┌─ SUPPLIED DATA

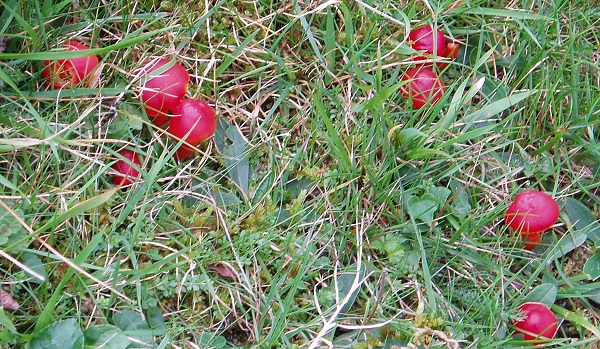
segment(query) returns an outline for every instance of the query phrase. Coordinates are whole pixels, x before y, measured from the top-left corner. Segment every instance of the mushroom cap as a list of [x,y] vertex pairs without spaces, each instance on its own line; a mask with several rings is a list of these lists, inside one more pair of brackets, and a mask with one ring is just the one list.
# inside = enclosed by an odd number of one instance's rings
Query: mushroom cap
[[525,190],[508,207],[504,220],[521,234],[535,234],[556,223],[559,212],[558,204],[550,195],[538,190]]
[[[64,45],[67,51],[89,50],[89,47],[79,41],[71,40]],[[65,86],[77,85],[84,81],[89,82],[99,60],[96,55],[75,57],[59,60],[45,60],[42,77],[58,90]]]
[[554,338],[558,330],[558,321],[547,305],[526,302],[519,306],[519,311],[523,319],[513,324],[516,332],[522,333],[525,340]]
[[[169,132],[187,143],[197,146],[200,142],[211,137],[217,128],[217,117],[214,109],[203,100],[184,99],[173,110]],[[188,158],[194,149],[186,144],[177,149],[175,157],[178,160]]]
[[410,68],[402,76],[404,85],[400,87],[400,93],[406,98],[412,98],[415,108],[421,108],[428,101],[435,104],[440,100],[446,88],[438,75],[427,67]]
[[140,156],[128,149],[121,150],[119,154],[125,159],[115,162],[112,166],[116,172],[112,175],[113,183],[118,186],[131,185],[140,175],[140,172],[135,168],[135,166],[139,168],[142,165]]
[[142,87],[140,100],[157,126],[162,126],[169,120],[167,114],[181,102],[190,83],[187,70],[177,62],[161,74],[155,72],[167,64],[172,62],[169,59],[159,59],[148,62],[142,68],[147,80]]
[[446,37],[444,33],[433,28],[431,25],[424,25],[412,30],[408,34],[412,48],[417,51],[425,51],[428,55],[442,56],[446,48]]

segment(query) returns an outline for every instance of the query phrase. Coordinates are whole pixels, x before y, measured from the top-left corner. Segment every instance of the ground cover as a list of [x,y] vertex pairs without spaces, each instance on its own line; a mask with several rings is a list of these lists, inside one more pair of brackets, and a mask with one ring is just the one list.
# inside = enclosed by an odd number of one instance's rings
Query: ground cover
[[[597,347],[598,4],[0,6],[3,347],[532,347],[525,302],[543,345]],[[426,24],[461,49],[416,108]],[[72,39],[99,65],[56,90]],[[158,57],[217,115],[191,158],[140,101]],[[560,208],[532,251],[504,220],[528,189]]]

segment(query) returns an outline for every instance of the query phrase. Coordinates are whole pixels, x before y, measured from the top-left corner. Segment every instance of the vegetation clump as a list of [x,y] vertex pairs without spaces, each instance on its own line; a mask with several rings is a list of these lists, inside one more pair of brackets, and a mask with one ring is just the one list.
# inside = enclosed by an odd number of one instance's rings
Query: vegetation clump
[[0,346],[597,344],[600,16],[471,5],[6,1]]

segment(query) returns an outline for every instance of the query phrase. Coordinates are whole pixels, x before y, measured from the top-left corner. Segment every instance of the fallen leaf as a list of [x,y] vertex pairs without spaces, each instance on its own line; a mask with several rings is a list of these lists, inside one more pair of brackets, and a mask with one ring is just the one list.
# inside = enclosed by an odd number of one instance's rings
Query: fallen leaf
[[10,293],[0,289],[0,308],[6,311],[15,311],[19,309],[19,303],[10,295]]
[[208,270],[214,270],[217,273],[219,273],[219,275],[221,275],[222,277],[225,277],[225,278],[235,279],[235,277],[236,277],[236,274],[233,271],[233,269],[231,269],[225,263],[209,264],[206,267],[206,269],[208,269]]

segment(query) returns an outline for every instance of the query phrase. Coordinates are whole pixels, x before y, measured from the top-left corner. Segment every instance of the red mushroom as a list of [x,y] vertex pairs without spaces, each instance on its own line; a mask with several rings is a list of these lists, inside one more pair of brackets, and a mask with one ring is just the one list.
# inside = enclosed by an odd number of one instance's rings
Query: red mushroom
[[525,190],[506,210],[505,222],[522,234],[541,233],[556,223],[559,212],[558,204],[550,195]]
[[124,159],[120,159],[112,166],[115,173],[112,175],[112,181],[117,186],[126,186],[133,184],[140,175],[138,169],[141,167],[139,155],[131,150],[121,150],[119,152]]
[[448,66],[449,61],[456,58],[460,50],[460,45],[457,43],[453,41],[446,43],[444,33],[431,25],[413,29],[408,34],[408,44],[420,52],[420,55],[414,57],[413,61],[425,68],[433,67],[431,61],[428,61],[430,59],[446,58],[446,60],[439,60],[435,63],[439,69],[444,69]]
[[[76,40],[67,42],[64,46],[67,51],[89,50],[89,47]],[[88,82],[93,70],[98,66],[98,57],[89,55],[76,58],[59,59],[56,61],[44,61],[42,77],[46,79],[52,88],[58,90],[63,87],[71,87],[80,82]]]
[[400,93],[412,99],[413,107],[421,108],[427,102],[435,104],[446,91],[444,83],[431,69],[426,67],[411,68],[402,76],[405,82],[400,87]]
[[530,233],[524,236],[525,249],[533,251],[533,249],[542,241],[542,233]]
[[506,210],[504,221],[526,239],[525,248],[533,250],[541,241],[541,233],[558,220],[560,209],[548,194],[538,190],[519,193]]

└─

= YOUR TASK =
Return all of the data exactly as written, and drop the pictures.

= ANSWER BOX =
segment(query) returns an outline for every instance of the query phrase. Coordinates are whole pixels, x before y, measured from the top-left corner. Segment every instance of the mushroom cap as a list of [x,y] vertex pairs without spaces, each instance on its own line; a mask with several rings is a list of these lists, inside one more pair of brackets, and a mask with one ring is just the one list.
# inside = enclosed by an odd number of one instance's rings
Query: mushroom cap
[[525,190],[508,207],[504,220],[521,234],[535,234],[556,223],[559,212],[558,204],[550,195],[538,190]]
[[[64,45],[67,51],[89,50],[89,47],[79,41],[71,40]],[[65,86],[77,85],[84,81],[89,82],[99,60],[96,55],[75,57],[59,60],[45,60],[42,77],[58,90]]]
[[554,338],[558,330],[558,321],[547,305],[526,302],[519,306],[519,311],[523,319],[513,324],[516,332],[522,333],[525,340]]
[[[169,132],[187,143],[197,146],[200,142],[211,137],[217,128],[217,117],[214,109],[203,100],[184,99],[173,110]],[[188,158],[194,149],[186,144],[177,149],[175,157],[178,160]]]
[[410,68],[402,76],[404,85],[400,87],[400,93],[406,98],[412,98],[415,108],[421,108],[428,101],[435,104],[440,100],[446,88],[438,75],[427,67]]
[[140,156],[128,149],[121,150],[119,154],[125,159],[115,162],[112,166],[116,172],[112,175],[113,183],[118,186],[131,185],[140,175],[140,172],[135,168],[135,166],[139,168],[142,165]]
[[142,87],[140,100],[157,126],[162,126],[169,120],[167,114],[181,102],[190,83],[187,70],[177,62],[161,74],[155,72],[167,64],[172,62],[169,59],[159,59],[148,62],[142,68],[147,80]]
[[446,37],[444,33],[433,28],[431,25],[424,25],[412,30],[408,34],[412,48],[417,51],[425,51],[428,55],[442,56],[446,48]]

segment(query) returns an outline for every instance of the query phrase. Coordinates are whole pixels, x before y, measured from the top-left corner. Segment every instance of the ground cover as a list of [x,y] vertex pairs without spaces, each instance on its own line; a mask with several rings is a list of these lists, inside one more pair of brackets, and a mask with one ring is just the one list.
# inside = enclosed by an odd number of one instance's rings
Query: ground cover
[[[597,347],[598,4],[0,6],[3,347],[532,347],[525,302],[543,345]],[[426,24],[461,49],[416,108]],[[72,39],[99,65],[56,90]],[[158,57],[217,115],[191,158],[140,101]],[[560,208],[532,251],[504,220],[528,189]]]

segment(query) returns an outline for every instance of the query phrase. Coordinates are whole pixels, x before y, measured from the top-left corner. Segment every instance of the vegetation clump as a list of [x,y] vertex pairs without spaces, each instance on its own line; a mask with several rings is a list of these lists, inside one more pair of brackets, and a mask with one ring is just the one list.
# inside = enclosed by an odd number of one instance's rings
Query: vegetation clump
[[0,346],[597,344],[600,16],[471,5],[6,1]]

segment(query) returns an outline for every instance of the query phrase. Coordinates are whole pixels, x before y, measured from the top-left corner. Segment every instance of the fallen leaf as a list of [x,y] vertex pairs without spaces, each instance on its own line; a mask with several rings is a list of these lists, inside one more pair of brackets, and a mask with one ring is just the one list.
# inside = enclosed by an odd number of one instance's rings
Query: fallen leaf
[[10,293],[0,289],[0,308],[6,311],[15,311],[19,309],[19,303],[10,295]]
[[208,270],[214,270],[217,273],[219,273],[219,275],[221,275],[222,277],[225,277],[225,278],[235,279],[235,277],[236,277],[236,274],[233,271],[233,269],[231,269],[225,263],[209,264],[206,267],[206,269],[208,269]]

segment(query) returns an outline for every instance of the query phrase. Coordinates are whole pixels, x before y, measured from the top-left corner. Segment every instance of the red mushroom as a list of [x,y] vertex pairs without spaces, each instance on its own line; a mask with several rings is a list of these lists, inside one more pair of brackets, and a mask with one ring is just the one list.
# inside = enclosed by an odd number of one instance's rings
Query: red mushroom
[[525,190],[506,210],[505,222],[522,234],[541,233],[556,223],[559,212],[558,204],[550,195]]
[[124,159],[120,159],[112,166],[115,173],[112,175],[112,181],[117,186],[126,186],[133,184],[140,175],[138,169],[141,167],[139,155],[131,150],[121,150],[119,152]]
[[448,66],[449,61],[456,58],[460,50],[460,45],[457,43],[453,41],[446,43],[444,33],[431,25],[413,29],[408,34],[408,44],[420,52],[420,55],[414,57],[413,61],[425,68],[433,67],[431,61],[428,61],[430,59],[446,58],[446,60],[439,60],[435,63],[439,69],[444,69]]
[[[76,40],[67,42],[64,46],[67,51],[89,50],[89,47]],[[88,82],[93,70],[98,66],[98,57],[89,55],[76,58],[59,59],[56,61],[44,61],[42,77],[46,79],[52,88],[58,90],[63,87],[71,87],[80,82]]]
[[400,93],[412,99],[413,107],[421,108],[427,102],[435,104],[446,91],[444,83],[431,69],[426,67],[411,68],[402,76],[405,82],[400,87]]
[[530,233],[524,236],[525,249],[533,251],[533,249],[542,241],[542,233]]
[[506,210],[504,221],[526,239],[525,248],[533,250],[541,241],[541,233],[558,220],[560,209],[548,194],[538,190],[519,193]]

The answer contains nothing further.